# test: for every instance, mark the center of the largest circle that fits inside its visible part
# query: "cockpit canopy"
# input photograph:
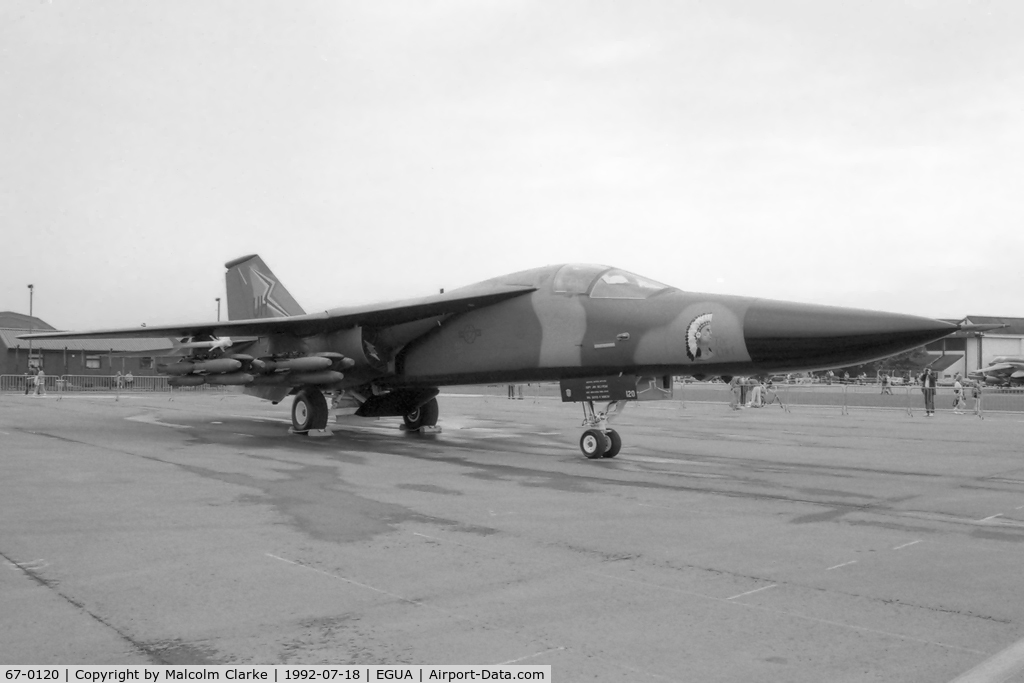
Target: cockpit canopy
(600, 282)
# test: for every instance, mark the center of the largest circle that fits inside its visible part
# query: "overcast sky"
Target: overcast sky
(859, 154)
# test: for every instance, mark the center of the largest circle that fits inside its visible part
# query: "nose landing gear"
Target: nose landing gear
(600, 440)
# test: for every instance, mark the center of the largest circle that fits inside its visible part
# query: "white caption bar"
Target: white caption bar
(274, 674)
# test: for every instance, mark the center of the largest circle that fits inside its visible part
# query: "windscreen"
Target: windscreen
(622, 285)
(577, 278)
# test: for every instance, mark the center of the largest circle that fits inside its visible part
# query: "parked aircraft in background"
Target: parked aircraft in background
(1005, 371)
(606, 335)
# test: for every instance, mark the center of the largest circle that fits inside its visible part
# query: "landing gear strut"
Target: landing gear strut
(308, 411)
(424, 416)
(600, 440)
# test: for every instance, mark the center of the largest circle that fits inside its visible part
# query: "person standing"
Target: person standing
(734, 384)
(928, 388)
(960, 402)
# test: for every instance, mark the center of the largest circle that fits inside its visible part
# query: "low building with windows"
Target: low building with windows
(982, 347)
(73, 356)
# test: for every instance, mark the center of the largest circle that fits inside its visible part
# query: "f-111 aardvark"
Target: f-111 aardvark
(606, 335)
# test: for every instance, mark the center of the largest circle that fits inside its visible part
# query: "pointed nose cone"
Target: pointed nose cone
(782, 335)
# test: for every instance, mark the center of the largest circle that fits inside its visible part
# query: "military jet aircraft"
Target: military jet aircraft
(606, 335)
(1005, 371)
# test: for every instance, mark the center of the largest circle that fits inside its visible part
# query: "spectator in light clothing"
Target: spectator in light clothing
(928, 388)
(734, 384)
(960, 402)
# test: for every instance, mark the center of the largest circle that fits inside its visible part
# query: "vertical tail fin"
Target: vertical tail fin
(253, 291)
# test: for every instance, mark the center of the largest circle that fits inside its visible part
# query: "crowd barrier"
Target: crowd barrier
(908, 398)
(95, 383)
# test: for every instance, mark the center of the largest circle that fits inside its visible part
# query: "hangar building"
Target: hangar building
(72, 356)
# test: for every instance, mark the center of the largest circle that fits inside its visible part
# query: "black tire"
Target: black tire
(593, 443)
(424, 416)
(309, 411)
(616, 443)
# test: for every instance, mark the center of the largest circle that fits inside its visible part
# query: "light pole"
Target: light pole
(32, 322)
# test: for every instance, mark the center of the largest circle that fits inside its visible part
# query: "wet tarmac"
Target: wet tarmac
(718, 546)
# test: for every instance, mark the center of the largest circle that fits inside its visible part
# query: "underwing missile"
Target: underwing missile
(323, 377)
(188, 380)
(232, 379)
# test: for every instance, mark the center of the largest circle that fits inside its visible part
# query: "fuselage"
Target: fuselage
(586, 319)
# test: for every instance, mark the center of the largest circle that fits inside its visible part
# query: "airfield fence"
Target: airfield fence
(844, 397)
(95, 384)
(803, 395)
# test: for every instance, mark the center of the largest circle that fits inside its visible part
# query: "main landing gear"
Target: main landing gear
(600, 440)
(424, 416)
(308, 411)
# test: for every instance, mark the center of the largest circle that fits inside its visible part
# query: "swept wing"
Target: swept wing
(390, 313)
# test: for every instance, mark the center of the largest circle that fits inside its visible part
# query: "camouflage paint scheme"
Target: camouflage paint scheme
(547, 335)
(558, 322)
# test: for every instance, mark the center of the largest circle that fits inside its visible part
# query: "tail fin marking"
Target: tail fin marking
(253, 291)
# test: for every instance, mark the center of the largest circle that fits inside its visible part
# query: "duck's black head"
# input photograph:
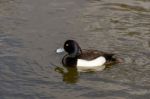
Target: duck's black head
(72, 48)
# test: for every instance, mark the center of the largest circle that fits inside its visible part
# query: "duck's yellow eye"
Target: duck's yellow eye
(67, 44)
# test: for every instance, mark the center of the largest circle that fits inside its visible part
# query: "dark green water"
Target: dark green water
(31, 31)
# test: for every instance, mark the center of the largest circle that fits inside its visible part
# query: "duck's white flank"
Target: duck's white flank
(95, 65)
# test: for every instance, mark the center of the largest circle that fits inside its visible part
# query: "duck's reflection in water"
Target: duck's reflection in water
(70, 76)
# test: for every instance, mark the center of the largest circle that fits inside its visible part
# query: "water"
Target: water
(31, 31)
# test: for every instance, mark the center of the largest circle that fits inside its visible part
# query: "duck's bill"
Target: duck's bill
(60, 50)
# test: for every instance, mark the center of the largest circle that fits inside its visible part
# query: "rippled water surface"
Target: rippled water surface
(31, 31)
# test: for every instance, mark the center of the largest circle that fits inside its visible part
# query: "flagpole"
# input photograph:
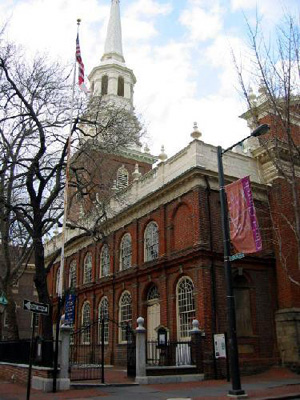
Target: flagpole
(63, 233)
(66, 190)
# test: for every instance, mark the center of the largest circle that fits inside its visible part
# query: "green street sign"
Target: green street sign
(236, 256)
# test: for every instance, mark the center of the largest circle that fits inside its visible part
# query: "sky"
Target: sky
(179, 50)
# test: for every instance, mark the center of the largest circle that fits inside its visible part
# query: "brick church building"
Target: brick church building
(162, 255)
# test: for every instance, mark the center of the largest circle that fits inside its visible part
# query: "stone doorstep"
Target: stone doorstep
(148, 380)
(46, 384)
(89, 385)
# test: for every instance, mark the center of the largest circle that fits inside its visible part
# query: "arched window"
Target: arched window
(122, 178)
(103, 314)
(121, 86)
(104, 84)
(153, 294)
(86, 323)
(125, 252)
(87, 268)
(125, 315)
(242, 306)
(57, 279)
(185, 307)
(72, 275)
(151, 242)
(104, 261)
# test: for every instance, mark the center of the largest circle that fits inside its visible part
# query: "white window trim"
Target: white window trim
(72, 264)
(126, 235)
(183, 338)
(85, 281)
(146, 258)
(106, 323)
(82, 323)
(105, 247)
(128, 320)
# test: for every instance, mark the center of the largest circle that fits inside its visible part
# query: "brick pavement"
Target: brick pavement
(277, 383)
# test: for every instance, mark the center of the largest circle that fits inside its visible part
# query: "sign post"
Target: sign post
(35, 308)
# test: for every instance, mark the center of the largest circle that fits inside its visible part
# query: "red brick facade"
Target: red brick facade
(190, 245)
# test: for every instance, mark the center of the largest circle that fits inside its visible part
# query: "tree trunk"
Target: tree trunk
(12, 331)
(42, 287)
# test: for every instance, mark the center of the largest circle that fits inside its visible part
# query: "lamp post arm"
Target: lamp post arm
(233, 346)
(260, 130)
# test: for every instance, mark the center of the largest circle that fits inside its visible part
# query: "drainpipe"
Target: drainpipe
(212, 268)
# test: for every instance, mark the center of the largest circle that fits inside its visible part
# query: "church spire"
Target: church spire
(112, 79)
(113, 43)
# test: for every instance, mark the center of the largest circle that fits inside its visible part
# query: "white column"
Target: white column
(140, 351)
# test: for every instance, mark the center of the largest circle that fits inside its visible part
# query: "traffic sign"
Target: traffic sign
(33, 306)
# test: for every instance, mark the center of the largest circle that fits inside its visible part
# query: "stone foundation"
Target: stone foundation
(288, 336)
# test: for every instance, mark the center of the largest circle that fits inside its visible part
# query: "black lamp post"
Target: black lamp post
(3, 304)
(231, 319)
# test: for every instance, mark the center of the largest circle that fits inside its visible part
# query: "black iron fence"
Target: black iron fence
(86, 355)
(171, 354)
(17, 352)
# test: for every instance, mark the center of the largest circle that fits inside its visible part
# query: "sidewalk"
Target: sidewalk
(277, 383)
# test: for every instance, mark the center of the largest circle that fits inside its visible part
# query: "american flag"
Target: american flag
(80, 66)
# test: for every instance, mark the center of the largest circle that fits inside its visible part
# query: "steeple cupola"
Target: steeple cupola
(112, 79)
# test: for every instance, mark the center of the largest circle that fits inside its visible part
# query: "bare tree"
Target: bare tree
(273, 72)
(34, 130)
──────
• What is required:
Write the line containing "Target: american flag" and all the lines after it out again, word for word, through the end of the material, and nothing besides.

• Task result:
Target: american flag
(80, 66)
# test: for every instance, mark the center of the largest circle that fits inside its visible part
# query: "steeple cupola"
Target: steeple cupola
(112, 79)
# test: for every instance, mark the center of the largest circle that fits inside its visible part
# query: "bare tree"
Target: bare tree
(273, 72)
(34, 130)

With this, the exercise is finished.